Pointing dataset listing

◇ ◇ ◇ ◇

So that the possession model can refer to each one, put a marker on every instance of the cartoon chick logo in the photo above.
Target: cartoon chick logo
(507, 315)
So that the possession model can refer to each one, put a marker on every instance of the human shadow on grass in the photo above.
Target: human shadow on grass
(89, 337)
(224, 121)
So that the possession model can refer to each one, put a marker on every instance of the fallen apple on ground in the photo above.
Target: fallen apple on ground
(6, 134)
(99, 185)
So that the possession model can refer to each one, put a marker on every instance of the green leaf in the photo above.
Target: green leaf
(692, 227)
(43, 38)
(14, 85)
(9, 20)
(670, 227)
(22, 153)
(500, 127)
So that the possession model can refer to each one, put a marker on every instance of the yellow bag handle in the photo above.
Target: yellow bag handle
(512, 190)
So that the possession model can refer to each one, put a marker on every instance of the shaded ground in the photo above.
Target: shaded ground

◇ ◇ ◇ ◇

» **GIVEN REQUEST**: Could you reproduce the entire listing above word for word, without changing anything?

» **EXERCISE OUTPUT**:
So that the possession model can refer to each one, put a marker on every instance of the cartoon chick logo in the photo above.
Target: cartoon chick logo
(507, 315)
So that the possession model can refer to each one, put a marker on every instance of the human shadow on grass in the photo above.
Target: human shadow on grass
(89, 337)
(224, 121)
So that the possession model can refer to each one, put a marker on every instance of the fallen apple on ground in the photo above.
Target: fallen apple on ground
(6, 134)
(99, 185)
So that the possession model can refer to each one, put a marker on every instance of the green leaf in the photo above.
Target: green leaf
(692, 227)
(43, 38)
(14, 85)
(9, 20)
(670, 227)
(22, 153)
(500, 127)
So that the possession model can refer to each one, put a marker on every instance of the yellow bag handle in the photo above.
Target: yellow bag handle
(512, 190)
So that the possession model can refer to each one, put a marker on every instance of the shaded ground in the photo above.
Target: shaded ground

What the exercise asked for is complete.